### Set problem A
From the passage on secularism and holidays, repeat word for word the part from "Most of the" to "proud to claim.".

# Start of Source document

There’s no awkward bullshit religious ceremonies your in-laws are trying to talk you into attending. There’s no break in the middle of the Cowboy’s game where Linus takes center stage and tells us about the birth of Mithra. There’s no team of evangelicals plaguing the media for weeks beforehand telling us that Jesus is the justification for the mastication. We just get together and eat innocent turkeys. And innocent gravy. We come together with our friends and family regardless of which invisible superhero clears out parking spaces for them. And but for a perfunctory saying of grace and grandma rathering you not refer to them as “deviled” eggs, religion doesn’t enter into it at all. And damn it, I don’t care what they say on Fox News, that’s as American as it gets.
Most of the secular holidays we celebrate in this country are tainted by a bunch of rah-rah patriotism and I’m not usually one for the “Don’t tread on me; screw the immigrants and the indigenous, America ‘fuck yeah’” flag waver, but when this country was founded it was almost certainly the most secular nation in the history of humanity and that’s a lineage I’m proud to claim.
Of course there are plenty of evangelicals out there desperately trying to literally rewrite the history books to whitewash the secularism out of our national character, but considering how plainly codified it is in the Constitution, they’ll have to rewrite a hell of a lot more than Texas textbook guidelines to get rid of it. And make no mistake, there’s a huge contingent of politically motivated Christians hell-bent on doing exactly that.
And why wouldn’t they be? Religion would be doing way better if it was legally mandated. Hell, when you consider the categorical superiority of the secular alternative to everything religion does or ever did, it’s fair to say that a legal mandate is the only hope religion has to survive. When I hear the Michele Bachmann crowd screaming “Jesus for Emperor in 2016” I don’t write it off as crazy. I look at it as their last chance.
I think it’s worth noting that I’ve never met an atheist who thinks religion should be outlawed. I’m sure there are a few of them bumbling around somewhere, but every atheist I’ve ever met and every respected voice in the atheist movement is just calling for a fair marketplace of ideas. We’re just asking that religion be evaluated by the same means as everything else and be given no special privilege on the simple merit of being a religion. It’s the kind of thing you can afford to espouse when you’re on the side with all the evidence.
In the time I’ve been doing this podcast a lot of people have asked me, “what’s the point?” Now, in the past I’ve largely dismissed this question. Life is like a JJ Abrams script; there’s doesn’t have to be a point and things don’t have to add up. It’s enough that we’re having fun recording it and other people are having fun listening to it.

# End of Source document
# Start of Records to use

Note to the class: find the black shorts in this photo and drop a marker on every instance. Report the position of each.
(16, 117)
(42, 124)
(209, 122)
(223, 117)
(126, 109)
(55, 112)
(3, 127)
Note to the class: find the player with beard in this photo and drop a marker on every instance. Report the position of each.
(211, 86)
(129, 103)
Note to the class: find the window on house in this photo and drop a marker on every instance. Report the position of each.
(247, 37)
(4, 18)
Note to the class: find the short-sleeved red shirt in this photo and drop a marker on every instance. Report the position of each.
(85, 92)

# End of Records to use

### Set problem B
Rewrite every one of the records above, keeping each request line, and shift all the coordinates by adding 141 to each number.

### Complete output A
Most of the secular holidays we celebrate in this country are tainted by a bunch of rah-rah patriotism and I’m not usually one for the “Don’t tread on me; screw the immigrants and the indigenous, America ‘fuck yeah’” flag waver, but when this country was founded it was almost certainly the most secular nation in the history of humanity and that’s a lineage I’m proud to claim.

### Complete output B
Note to the class: find the black shorts in this photo and drop a marker on every instance. Report the position of each.
(157, 258)
(183, 265)
(350, 263)
(364, 258)
(267, 250)
(196, 253)
(144, 268)
Note to the class: find the player with beard in this photo and drop a marker on every instance. Report the position of each.
(352, 227)
(270, 244)
Note to the class: find the window on house in this photo and drop a marker on every instance. Report the position of each.
(388, 178)
(145, 159)
Note to the class: find the short-sleeved red shirt in this photo and drop a marker on every instance. Report the position of each.
(226, 233)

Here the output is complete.